Return every line of the records that includes the string "slope".

| GIVEN RECORDS |
[Start of section]
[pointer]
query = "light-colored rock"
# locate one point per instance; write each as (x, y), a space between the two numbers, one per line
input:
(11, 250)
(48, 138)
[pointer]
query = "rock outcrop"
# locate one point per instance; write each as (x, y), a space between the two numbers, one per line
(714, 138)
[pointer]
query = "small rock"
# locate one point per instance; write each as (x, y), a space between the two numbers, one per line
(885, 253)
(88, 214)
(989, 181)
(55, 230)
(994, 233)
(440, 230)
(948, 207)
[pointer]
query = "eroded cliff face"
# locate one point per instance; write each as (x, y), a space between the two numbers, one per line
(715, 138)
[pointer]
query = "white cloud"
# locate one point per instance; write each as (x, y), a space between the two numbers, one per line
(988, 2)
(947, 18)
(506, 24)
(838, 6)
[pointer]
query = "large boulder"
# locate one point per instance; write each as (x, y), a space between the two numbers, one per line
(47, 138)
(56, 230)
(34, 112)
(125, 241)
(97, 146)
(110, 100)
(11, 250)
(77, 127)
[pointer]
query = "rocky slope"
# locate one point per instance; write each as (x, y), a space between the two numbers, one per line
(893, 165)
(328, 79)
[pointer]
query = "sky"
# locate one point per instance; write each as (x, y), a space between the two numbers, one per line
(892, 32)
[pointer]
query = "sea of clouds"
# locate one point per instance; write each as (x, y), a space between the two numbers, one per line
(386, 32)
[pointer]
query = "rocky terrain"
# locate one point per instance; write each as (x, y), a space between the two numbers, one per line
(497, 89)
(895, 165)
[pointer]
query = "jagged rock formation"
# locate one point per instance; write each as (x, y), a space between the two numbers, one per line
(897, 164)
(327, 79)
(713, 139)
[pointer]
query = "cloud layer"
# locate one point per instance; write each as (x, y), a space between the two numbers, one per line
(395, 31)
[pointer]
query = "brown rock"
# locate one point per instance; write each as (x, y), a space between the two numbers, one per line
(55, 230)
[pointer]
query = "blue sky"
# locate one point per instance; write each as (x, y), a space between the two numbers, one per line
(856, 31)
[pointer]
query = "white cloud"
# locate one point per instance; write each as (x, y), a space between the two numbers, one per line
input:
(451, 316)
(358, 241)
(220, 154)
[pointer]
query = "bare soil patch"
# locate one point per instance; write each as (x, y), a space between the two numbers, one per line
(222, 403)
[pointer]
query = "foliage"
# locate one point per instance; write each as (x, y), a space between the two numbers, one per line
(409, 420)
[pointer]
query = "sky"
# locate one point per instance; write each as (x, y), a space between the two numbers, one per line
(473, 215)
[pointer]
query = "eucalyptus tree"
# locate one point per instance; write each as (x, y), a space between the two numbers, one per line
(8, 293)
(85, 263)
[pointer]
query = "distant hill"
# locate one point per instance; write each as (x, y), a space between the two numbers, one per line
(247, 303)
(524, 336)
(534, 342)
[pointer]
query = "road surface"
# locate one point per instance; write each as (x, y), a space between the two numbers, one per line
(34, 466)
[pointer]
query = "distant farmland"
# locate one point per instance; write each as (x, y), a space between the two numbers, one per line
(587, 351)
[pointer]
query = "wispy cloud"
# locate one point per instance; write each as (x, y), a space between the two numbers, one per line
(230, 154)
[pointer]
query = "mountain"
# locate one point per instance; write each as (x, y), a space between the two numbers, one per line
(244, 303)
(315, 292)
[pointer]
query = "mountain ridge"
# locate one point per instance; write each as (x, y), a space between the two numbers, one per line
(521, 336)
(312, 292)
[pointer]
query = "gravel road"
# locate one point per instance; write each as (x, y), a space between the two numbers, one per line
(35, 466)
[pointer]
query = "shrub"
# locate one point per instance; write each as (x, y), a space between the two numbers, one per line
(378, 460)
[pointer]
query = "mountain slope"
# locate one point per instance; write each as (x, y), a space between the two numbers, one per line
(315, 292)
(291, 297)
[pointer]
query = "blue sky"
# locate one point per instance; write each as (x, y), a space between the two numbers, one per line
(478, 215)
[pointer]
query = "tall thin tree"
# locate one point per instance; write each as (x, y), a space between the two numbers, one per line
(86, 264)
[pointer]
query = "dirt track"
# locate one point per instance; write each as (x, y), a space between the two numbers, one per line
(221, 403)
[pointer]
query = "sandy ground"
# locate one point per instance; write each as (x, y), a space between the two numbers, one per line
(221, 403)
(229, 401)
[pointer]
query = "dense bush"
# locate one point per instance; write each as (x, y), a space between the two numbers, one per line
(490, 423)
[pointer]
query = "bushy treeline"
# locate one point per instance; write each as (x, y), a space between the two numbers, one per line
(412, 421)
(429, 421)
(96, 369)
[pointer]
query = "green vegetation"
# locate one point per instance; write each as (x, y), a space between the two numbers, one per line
[End of section]
| EXERCISE SOLUTION |
query = "rocky slope"
query = "mountain slope"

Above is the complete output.